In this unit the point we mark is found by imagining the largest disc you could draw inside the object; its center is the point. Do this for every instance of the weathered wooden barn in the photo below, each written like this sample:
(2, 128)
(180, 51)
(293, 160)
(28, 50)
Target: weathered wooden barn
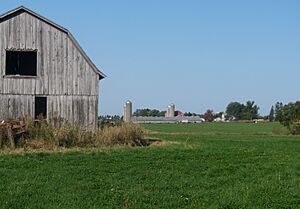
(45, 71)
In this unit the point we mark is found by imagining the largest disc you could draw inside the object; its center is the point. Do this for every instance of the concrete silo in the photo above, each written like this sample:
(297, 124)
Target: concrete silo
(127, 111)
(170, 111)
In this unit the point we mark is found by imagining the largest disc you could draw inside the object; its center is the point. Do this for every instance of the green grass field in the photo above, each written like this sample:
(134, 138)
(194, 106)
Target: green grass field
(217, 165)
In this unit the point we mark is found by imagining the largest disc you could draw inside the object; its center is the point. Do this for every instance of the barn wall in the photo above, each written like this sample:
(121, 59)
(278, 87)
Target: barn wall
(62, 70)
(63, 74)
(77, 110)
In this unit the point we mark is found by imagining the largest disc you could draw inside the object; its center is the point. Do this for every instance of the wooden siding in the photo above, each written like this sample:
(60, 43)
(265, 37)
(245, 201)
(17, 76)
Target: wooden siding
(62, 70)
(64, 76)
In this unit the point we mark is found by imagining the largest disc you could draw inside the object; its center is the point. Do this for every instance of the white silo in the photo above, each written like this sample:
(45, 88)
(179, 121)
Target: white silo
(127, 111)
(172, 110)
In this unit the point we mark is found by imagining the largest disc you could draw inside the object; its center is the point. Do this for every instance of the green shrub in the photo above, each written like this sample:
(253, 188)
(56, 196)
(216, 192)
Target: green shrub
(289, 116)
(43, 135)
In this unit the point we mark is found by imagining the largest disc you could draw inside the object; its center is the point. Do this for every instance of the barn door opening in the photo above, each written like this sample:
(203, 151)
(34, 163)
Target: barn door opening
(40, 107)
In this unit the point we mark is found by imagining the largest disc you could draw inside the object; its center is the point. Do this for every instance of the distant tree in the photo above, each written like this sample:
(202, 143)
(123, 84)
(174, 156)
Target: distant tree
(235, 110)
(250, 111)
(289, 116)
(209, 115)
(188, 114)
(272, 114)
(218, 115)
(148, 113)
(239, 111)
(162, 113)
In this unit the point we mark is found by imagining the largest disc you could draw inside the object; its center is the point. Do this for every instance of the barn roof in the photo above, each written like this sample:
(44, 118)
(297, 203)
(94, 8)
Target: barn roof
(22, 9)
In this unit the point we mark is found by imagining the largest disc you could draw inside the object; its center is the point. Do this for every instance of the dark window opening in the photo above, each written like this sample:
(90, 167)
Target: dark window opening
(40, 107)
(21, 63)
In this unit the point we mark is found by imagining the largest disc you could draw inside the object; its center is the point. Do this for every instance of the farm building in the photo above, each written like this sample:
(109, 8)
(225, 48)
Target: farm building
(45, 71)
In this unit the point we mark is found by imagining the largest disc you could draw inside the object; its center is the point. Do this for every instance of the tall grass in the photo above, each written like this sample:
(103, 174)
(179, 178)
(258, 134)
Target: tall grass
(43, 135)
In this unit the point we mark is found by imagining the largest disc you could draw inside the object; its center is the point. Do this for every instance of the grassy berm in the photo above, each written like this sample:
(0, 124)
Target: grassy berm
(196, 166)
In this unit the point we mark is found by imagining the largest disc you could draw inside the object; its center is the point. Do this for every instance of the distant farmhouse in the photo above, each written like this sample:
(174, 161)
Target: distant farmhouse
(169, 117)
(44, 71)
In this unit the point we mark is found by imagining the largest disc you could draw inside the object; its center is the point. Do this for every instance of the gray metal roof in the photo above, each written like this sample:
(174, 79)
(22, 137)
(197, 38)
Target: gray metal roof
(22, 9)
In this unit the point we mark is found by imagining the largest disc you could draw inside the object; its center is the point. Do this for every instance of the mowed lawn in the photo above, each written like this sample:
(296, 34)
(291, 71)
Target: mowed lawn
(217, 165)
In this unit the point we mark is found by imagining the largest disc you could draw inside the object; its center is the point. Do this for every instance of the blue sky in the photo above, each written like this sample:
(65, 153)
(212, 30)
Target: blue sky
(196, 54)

Exercise goal:
Copy every line above exactly; images stay out.

Answer box:
In this unit the point we mark is found by imagining the largest disc you could draw inside the object; its center is the point. Do this for every instance of the weathered wooden barn in the photo below, each written like this sample:
(2, 128)
(180, 51)
(293, 160)
(28, 50)
Target: weathered wooden barn
(45, 71)
In this unit the point we mark is found by imagining the largest disc you could draw inside the object; its center is the point. Do this for every instance of the concrete silo in the photo above, each written like this sample:
(297, 124)
Target: concrete silo
(127, 111)
(170, 111)
In this unit the point we mark is found by imagining the largest disc you could draw inside the object; its center is the point. Do this for every instance of the green grass field in the photo above, each written like this sample:
(134, 138)
(194, 106)
Target: green grass field
(217, 165)
In this unit the point we mark is found by imagining the largest disc you could draw inside the object; its center is the point. Do this for every instance of the barn wall in the photo above, each written like this sample:
(121, 59)
(278, 87)
Target: barn wall
(62, 70)
(63, 74)
(77, 110)
In this unit the point we mark is found by imagining the largest disc you could draw inside the object; its center is the point. Do this for every instance of the wooden siding in the photo above, each written like this sample:
(60, 43)
(265, 37)
(245, 201)
(17, 76)
Target: wooden siding
(62, 70)
(64, 76)
In this unit the point we mark is found by imagining the largest disc you could draw inside the object; its center is the point. Do this for every instance of the white silo in the photo above, each written like this sample:
(45, 88)
(179, 121)
Target: white silo
(127, 111)
(172, 110)
In this unit the point we mark is found by imagining the largest disc you could draw inside the object; its center is the point. Do this for every instance of the green shrub in the photo above, each written like this sample:
(253, 188)
(56, 196)
(216, 192)
Target: green shrub
(289, 116)
(43, 135)
In this unit the point we mark is found by imagining the largest disc you could draw inside the object; its center is the point. Do this for every instance of the barn door opening in the photo above, each written like this sample:
(203, 151)
(34, 163)
Target: barn door opening
(40, 107)
In this unit the point we mark is found by imagining the largest disc you could draw inside the object; its center is the point. Do this for every instance of the distant tree in the photo above, each written like this sample:
(202, 143)
(123, 84)
(174, 156)
Target: distant tree
(235, 110)
(250, 111)
(289, 116)
(209, 115)
(188, 114)
(272, 114)
(218, 115)
(148, 113)
(239, 111)
(162, 113)
In this unit the point we mark is found by imagining the largest disc you could draw inside the object; its center is the point. Do this for every instance of the barn roof in the photo above, each written like this sample:
(44, 118)
(297, 203)
(94, 8)
Target: barn roof
(22, 9)
In this unit the point we mark is found by imagining the largest disc you could draw inside the object; its center is the point. Do this for every instance of the dark window opening in the photo above, each written like this sample:
(90, 167)
Target: dark window opening
(40, 107)
(21, 63)
In this unit the point we mark is found by imagining the largest disc you could draw inside the object; its center is the point. Do this for every instance of the farm building in the photo above, each written like this sample:
(109, 8)
(225, 48)
Target: farm building
(45, 71)
In this unit the point we mark is found by imagining the largest disc you could draw inside the object; its center is the point. Do this for every instance of the tall grass in the photo above, each written like this sample:
(103, 174)
(179, 178)
(258, 134)
Target: tall grass
(43, 135)
In this unit the point we mark is found by imagining the largest disc you could draw inside the object; its center is the point. Do this for every instance of the grassy berm in the photo above, each written like this sample:
(0, 124)
Target: grassy berm
(196, 166)
In this unit the point we mark is found by imagining the largest disc you could draw inside the object; its center is the point. Do this for every instance of the distant farmhouse in the photo above, each written like this sample:
(174, 161)
Target: distant farmhouse
(169, 117)
(44, 71)
In this unit the point we mark is found by imagining the largest disc you could draw inside the object; its center is the point. Do this for every instance of the gray metal roof in the photo above, each written like this sample:
(174, 79)
(22, 137)
(197, 38)
Target: gray metal roof
(22, 9)
In this unit the point we mark is found by imagining the largest disc you could draw inside the object; its center is the point. Do this for every instance of the mowed lawn in the photo above, each written like this sample:
(296, 34)
(291, 71)
Target: mowed lawn
(217, 165)
In this unit the point we mark is found by imagining the largest disc you could draw inside the object; its center is the point. Do this for every instance of the blue sky in the photo above, each written like this sample:
(65, 153)
(212, 30)
Target: blue sky
(196, 54)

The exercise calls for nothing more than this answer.